### Problem requirements
Identify each line of the data below that contains the word "icon", and copy those lines out in full.

### Input

***

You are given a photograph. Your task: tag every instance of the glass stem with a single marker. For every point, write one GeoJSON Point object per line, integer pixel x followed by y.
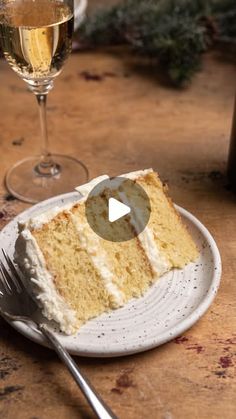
{"type": "Point", "coordinates": [45, 154]}
{"type": "Point", "coordinates": [46, 167]}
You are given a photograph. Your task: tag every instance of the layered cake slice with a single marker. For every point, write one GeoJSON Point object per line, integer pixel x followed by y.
{"type": "Point", "coordinates": [76, 275]}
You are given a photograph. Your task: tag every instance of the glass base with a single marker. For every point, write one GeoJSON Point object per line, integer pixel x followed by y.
{"type": "Point", "coordinates": [25, 182]}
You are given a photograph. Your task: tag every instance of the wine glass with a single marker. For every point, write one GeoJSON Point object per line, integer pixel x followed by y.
{"type": "Point", "coordinates": [36, 39]}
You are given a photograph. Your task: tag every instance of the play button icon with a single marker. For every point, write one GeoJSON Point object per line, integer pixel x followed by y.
{"type": "Point", "coordinates": [116, 210]}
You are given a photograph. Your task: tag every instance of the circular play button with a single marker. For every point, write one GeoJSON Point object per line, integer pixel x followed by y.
{"type": "Point", "coordinates": [118, 209]}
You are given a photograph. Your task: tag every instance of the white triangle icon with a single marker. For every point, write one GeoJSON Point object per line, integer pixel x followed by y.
{"type": "Point", "coordinates": [116, 210]}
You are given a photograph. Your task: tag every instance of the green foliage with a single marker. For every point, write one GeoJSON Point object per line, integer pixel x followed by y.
{"type": "Point", "coordinates": [175, 33]}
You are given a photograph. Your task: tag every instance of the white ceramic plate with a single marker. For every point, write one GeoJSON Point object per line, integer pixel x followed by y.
{"type": "Point", "coordinates": [169, 308]}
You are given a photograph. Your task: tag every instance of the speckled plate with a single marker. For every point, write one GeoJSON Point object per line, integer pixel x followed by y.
{"type": "Point", "coordinates": [169, 308]}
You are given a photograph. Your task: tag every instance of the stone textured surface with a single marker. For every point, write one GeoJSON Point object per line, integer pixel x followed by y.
{"type": "Point", "coordinates": [116, 116]}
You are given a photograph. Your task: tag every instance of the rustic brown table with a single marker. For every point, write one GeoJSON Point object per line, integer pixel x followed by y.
{"type": "Point", "coordinates": [117, 117]}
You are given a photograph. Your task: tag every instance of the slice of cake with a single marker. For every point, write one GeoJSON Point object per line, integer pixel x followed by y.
{"type": "Point", "coordinates": [76, 275]}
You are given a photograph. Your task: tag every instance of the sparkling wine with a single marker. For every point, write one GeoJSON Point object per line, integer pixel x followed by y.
{"type": "Point", "coordinates": [36, 36]}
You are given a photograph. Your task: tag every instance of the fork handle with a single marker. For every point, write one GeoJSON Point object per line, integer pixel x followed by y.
{"type": "Point", "coordinates": [97, 404]}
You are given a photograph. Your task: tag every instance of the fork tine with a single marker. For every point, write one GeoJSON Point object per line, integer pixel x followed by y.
{"type": "Point", "coordinates": [3, 279]}
{"type": "Point", "coordinates": [15, 275]}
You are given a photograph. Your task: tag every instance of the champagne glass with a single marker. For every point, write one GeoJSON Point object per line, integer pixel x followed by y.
{"type": "Point", "coordinates": [36, 39]}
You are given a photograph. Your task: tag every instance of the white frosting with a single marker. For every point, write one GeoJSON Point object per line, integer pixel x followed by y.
{"type": "Point", "coordinates": [85, 189]}
{"type": "Point", "coordinates": [137, 174]}
{"type": "Point", "coordinates": [157, 259]}
{"type": "Point", "coordinates": [54, 306]}
{"type": "Point", "coordinates": [44, 218]}
{"type": "Point", "coordinates": [92, 243]}
{"type": "Point", "coordinates": [159, 263]}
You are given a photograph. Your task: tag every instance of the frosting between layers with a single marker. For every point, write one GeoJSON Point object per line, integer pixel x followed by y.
{"type": "Point", "coordinates": [157, 259]}
{"type": "Point", "coordinates": [91, 243]}
{"type": "Point", "coordinates": [54, 306]}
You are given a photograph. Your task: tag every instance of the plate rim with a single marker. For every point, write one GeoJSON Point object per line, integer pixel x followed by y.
{"type": "Point", "coordinates": [34, 335]}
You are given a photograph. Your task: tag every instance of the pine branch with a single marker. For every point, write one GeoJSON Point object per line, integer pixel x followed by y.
{"type": "Point", "coordinates": [174, 33]}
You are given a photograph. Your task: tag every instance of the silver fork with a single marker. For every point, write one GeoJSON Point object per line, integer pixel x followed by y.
{"type": "Point", "coordinates": [17, 304]}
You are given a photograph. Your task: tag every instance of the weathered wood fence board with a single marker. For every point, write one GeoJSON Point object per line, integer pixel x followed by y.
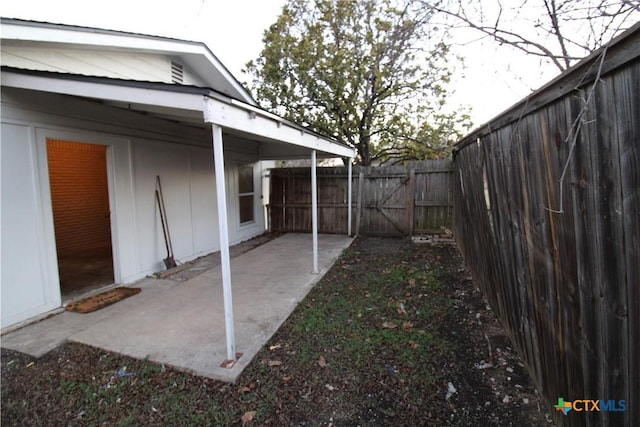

***

### Task solution
You are given a photograph. Your task: tag every instance of the play button icon with a single marker. For every point, write one GeoJSON Point object per line, integer pixel x followed by y.
You are given a photograph. Your task: tag every instance of the white triangle icon with a single marker. For every point, write one GeoJSON Point object per line, integer pixel x followed by y.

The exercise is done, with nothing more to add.